Identify each line in the listing below that contains the string "Query", and copy those lines. Case counts.

Start of TASK DATA

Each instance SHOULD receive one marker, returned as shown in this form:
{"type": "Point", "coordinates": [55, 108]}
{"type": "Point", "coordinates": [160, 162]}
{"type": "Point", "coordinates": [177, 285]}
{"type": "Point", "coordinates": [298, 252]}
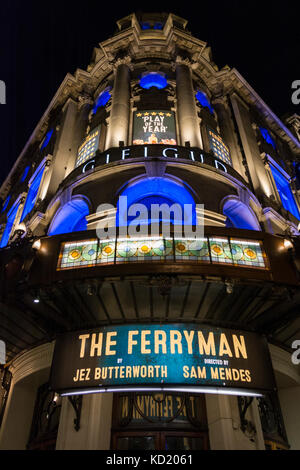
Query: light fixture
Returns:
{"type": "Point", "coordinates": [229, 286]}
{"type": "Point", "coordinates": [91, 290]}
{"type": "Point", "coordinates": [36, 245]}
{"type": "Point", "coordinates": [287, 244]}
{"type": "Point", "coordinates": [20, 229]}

End of TASK DATA
Start of TASK DATA

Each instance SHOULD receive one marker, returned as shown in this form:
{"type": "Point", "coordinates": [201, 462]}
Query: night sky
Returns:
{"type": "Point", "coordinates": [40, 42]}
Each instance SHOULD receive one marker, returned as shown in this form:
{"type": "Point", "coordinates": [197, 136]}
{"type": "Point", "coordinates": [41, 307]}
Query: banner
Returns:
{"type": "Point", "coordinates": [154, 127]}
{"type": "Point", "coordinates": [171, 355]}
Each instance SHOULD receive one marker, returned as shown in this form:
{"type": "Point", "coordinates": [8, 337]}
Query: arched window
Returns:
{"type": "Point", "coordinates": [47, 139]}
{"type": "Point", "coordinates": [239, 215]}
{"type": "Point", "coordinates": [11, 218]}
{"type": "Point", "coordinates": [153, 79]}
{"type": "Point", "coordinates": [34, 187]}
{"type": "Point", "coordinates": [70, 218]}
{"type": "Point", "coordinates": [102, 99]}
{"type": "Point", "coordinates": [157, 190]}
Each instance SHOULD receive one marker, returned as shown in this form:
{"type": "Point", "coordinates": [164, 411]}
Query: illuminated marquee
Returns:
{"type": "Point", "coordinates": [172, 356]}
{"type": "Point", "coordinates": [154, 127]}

End of TASK DATA

COMPLETE OUTPUT:
Query: light fixture
Query: night sky
Query: banner
Query: arched window
Query: illuminated marquee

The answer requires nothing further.